Unaudited Interim Financial Report and Cash Dividend Declaration for the 6 months ended 31 March 2016



Revenue increased by 9%, from R4 841 million to R5 288 million, and operating profit increased by 8% from R567 million to R615 million. This was achieved despite a weak economic environment in South Africa and continued subdued demand specifically in the electrical engineering segment. Profit after tax (PAT) declined by 16%, from R448 million to R377 million. The decline in PAT was impacted by two non-recurring items:

i) During the prior period, the group successfully defended an action brought by the South African Revenue Service which allowed the group to release a R42 million tax provision resulting in an abnormally low tax charge for that period of 21%; and
ii) In March 2019, the group disposed of its controlling shareholding in Prodoc Svenska AB (Prodoc),
the group’s Swedish office automation business. The rationale for this disposal was the consistent low earnings from this business and the weakened strategic alignment of the business with the broader ICT segment strategy. This disposal realised a loss of R44 million.

Adjusting PAT* for the above non-recurring items, resulted in an increase of 4% in the adjusted PAT (refer to table below), which is a more appropriate reflection of the core performance of the group.

6 Months to 31 March 2019 6 Months to 31 March 2018 % Change
PAT as reported 377 448 (16)
Less: impact of release of tax provision (42) 9
Add: loss on disposal of Prodoc 44 10

Adjusted PAT*

421 406 4



Financial performance group results and
key earnings metrics
Units 6 Months to 31 March 2019 6 Months to 31 March 2018 % Change
Revenue R million 5 288 4 841 9
Operating profit R million 615 567 8
Operating margin % 12 12
Profit for the period R million 377 448 (16)
Basic earnings per share Cents 227 275 (17)
Headline earnings per share Cents 253 275 (8)
Normalised headline earnings per share Cents 253 276 (8)
* This pro forma financial information has been prepared for illustrative purposes only in order to provide information on how the earnings adjustments highlighted have impacted on the financial results of the group. Because of its nature, this pro forma financial information may not be a fair reflection of the group’s results of operations and is not intended to comply with the requirements of IFRS. The directors are responsible for compiling the pro forma financial information on the basis of the applicable criteria specified in the JSE Listings Requirements.


Electrical Engineering

Although depressed demand from key state institutions continued in the period under review, segment revenue increased by 14% from R2 431 million to R2 775 million with segment operating income improving by 3% from R219 million to R225 million.

CBi-Electric African Cables continues to contend with low demand from Eskom and some municipalities.
To counter this, this business continues to actively pursue other segments of the cable market, although any such sales are generally at lower margins due to the type and length of cables produced.

The adverse liquidity environment in Zambia continued and limited progress was made in collecting overdue state debt by Zamefa, our Zambian power cable manufacturer. The business was managed to preserve cash by limiting manufacturing output to cash received. Positively, the draft legislation for the new general sales tax has been published and is expected to be promulgated this year which will result in the repeal of Value Added Tax (VAT). This should allow Zamefa to return to normal operating levels in 2020 as it should no longer be burdened by the slow settlement of VAT refunds arising on manufacturing inputs.

• **Rows**
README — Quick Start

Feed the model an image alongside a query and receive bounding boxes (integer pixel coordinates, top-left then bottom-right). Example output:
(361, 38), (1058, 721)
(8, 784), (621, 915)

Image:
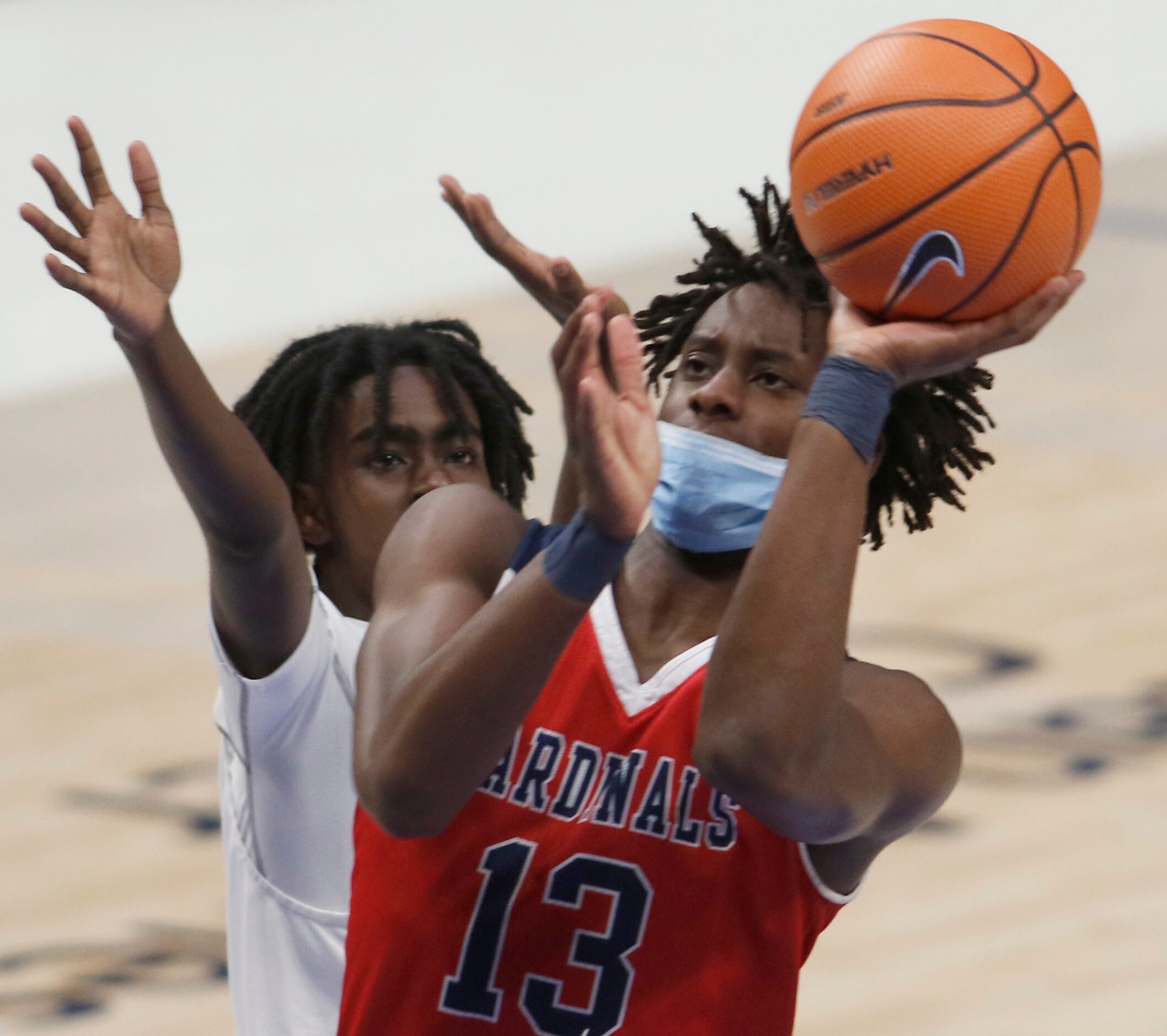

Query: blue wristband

(803, 356), (897, 464)
(543, 508), (633, 605)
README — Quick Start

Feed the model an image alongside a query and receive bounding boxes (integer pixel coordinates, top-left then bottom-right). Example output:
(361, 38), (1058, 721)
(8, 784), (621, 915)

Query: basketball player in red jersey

(340, 190), (1080, 1036)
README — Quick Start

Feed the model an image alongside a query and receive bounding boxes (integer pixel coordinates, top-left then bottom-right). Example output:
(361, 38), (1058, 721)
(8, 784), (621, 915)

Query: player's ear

(292, 482), (333, 549)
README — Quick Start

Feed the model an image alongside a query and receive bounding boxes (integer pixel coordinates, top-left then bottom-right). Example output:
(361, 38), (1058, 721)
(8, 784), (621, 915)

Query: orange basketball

(790, 19), (1102, 321)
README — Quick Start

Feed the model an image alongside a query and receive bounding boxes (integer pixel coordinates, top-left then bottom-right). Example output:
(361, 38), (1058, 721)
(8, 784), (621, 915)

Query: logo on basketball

(803, 152), (895, 212)
(884, 230), (964, 309)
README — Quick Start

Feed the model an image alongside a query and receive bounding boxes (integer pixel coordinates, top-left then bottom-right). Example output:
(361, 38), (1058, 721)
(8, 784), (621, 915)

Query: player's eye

(754, 371), (790, 388)
(679, 353), (713, 378)
(369, 450), (405, 471)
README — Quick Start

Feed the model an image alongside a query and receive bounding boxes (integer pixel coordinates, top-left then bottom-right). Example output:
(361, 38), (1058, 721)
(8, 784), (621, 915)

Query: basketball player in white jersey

(21, 119), (565, 1036)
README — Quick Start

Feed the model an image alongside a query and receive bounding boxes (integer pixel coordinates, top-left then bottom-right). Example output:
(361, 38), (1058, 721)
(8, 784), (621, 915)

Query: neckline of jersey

(590, 585), (718, 717)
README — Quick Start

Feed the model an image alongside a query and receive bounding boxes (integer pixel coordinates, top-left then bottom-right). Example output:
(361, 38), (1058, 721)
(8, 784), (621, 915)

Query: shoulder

(374, 485), (527, 597)
(844, 660), (962, 837)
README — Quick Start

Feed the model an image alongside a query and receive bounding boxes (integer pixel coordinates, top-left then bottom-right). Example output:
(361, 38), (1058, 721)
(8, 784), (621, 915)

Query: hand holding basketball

(572, 302), (661, 539)
(827, 270), (1085, 385)
(20, 118), (182, 345)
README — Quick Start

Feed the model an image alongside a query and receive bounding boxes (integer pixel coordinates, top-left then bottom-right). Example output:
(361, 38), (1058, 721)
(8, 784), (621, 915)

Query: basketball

(790, 19), (1102, 321)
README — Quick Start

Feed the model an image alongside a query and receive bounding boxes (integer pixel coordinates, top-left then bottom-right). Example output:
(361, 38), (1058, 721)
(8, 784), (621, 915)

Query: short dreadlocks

(234, 319), (534, 508)
(636, 180), (993, 549)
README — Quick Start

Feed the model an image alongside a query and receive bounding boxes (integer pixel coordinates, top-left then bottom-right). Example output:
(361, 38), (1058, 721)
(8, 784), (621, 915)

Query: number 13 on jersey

(440, 837), (652, 1036)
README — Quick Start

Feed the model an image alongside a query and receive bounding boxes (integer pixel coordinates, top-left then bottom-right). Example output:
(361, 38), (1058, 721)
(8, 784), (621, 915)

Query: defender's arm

(21, 118), (312, 678)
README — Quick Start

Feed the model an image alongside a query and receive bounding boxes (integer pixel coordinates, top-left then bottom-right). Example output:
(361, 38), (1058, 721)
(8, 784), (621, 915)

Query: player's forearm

(355, 559), (587, 837)
(124, 314), (292, 553)
(697, 420), (868, 794)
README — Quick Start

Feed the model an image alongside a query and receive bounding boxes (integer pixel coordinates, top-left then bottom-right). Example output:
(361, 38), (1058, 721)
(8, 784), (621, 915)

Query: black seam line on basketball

(875, 31), (1046, 115)
(815, 93), (1077, 263)
(1009, 33), (1082, 267)
(790, 90), (1027, 163)
(790, 33), (1046, 164)
(933, 141), (1093, 319)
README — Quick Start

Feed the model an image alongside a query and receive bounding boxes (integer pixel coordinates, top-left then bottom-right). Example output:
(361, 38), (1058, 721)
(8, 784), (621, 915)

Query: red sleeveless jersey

(340, 590), (846, 1036)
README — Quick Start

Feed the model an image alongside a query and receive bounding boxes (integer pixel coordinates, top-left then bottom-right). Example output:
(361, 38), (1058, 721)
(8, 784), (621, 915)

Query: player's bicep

(210, 520), (312, 680)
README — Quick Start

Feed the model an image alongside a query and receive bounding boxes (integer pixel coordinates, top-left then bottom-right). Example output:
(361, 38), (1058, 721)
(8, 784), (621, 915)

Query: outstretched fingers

(957, 271), (1085, 356)
(44, 255), (97, 303)
(608, 315), (647, 403)
(33, 155), (93, 233)
(551, 295), (602, 378)
(130, 140), (174, 226)
(20, 202), (89, 266)
(69, 115), (113, 205)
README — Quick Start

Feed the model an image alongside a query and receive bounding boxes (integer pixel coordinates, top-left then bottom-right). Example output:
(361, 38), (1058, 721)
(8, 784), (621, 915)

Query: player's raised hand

(438, 176), (628, 323)
(20, 116), (181, 345)
(827, 270), (1085, 385)
(570, 309), (661, 539)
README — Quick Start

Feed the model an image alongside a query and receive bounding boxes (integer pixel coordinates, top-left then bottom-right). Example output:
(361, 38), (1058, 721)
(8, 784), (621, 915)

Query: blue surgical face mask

(650, 421), (786, 554)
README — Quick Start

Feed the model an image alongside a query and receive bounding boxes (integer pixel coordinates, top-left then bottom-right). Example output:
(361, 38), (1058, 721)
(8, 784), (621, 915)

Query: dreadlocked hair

• **Problem set**
**a)** Write out the records from their start through the line containing "(369, 450), (405, 471)", including both ends, and leave out the pictures.
**b)** Continue the interim financial report from where it stops.
The records have nothing to do with the text.

• **Responses**
**a)**
README — Quick Start

Feed the model an image alongside a query and receive bounding boxes (integer pixel coordinates, top-left then bottom-right). Example output:
(361, 38), (1058, 721)
(8, 784), (621, 915)

Image:

Query: blue wristband

(803, 356), (897, 464)
(543, 508), (633, 605)
README — Quick Start

Feed the model an image alongside a query and receive bounding boxes (integer pixel coordinates, top-left then bottom-right). Example output:
(361, 38), (1058, 721)
(8, 784), (621, 915)

Query: basketball player in red jersey

(340, 190), (1080, 1036)
README — Quick Start

Feed the model an image alongside a query and receive bounding boxes (integer pixel coordinates, top-left then bottom-right). Example output:
(361, 38), (1058, 721)
(8, 784), (621, 915)

Query: player's ear

(292, 482), (333, 549)
README — Quick Start

Feed the model an image alongside a query and receive bounding boxes (integer pixel coordinates, top-left then bottom-right). Example output:
(361, 38), (1058, 721)
(8, 784), (621, 915)

Query: orange basketball

(790, 19), (1102, 321)
README — Quick Start

Feed the model an image alongside a query and receive bounding boxes (integer pixel coordinates, top-left then bottom-right). Example output:
(361, 38), (1058, 721)
(8, 784), (621, 915)

Query: logo on basketball

(803, 152), (895, 212)
(884, 230), (964, 309)
README — Quick Start

Feed the model an image alongside a query and receive bounding boxes (integer pixel coordinates, top-left then bottom-right). Example output:
(361, 38), (1058, 721)
(8, 784), (621, 915)

Query: player's eye

(754, 371), (790, 388)
(679, 353), (713, 378)
(369, 450), (405, 471)

**b)**
Subsequent to 31 March 2019, the rapid depreciation of the Zambian Kwacha against the United States Dollar (the currency in which the majority of Zamefa’s liabilities are denominated), resulted in the technical insolvency of Zamefa. To remedy this, the group has subordinated its loan account of US$20 million in favour of Zamefa’s other creditors.

Orders for copper and fibre optic telecommunication cables partially recovered from the levels experienced in 2018, which together with reduction in the base cost at CBi-electricTelecom, a joint venture company, saw this business returning to profitability in the current reporting period.

Our circuit breaker business continued to make good progress in increasing export volumes to both Australia and the USA, thereby increasing factory throughput. The improved export performance resulted in the company improving their year-on-year performance, notwithstanding weak local market conditions

Information Communication Technologies

This segment increased revenue by 3% from R1 670 million to R1 722 million and operating profit by 11% from R317 million to R351 million.

The Nashua Office Automation cluster continued to progress its strategy of evolving to a ‘total workspace provider’ with new services forming an increasingly important part of its revenue and profit mix. These revenues relieved some of the pressure on the lower sales of hardware units because of the prevailing economic conditions. Margins were maintained through a combination of increased service revenue and cost control resulting in a solid performance for this business.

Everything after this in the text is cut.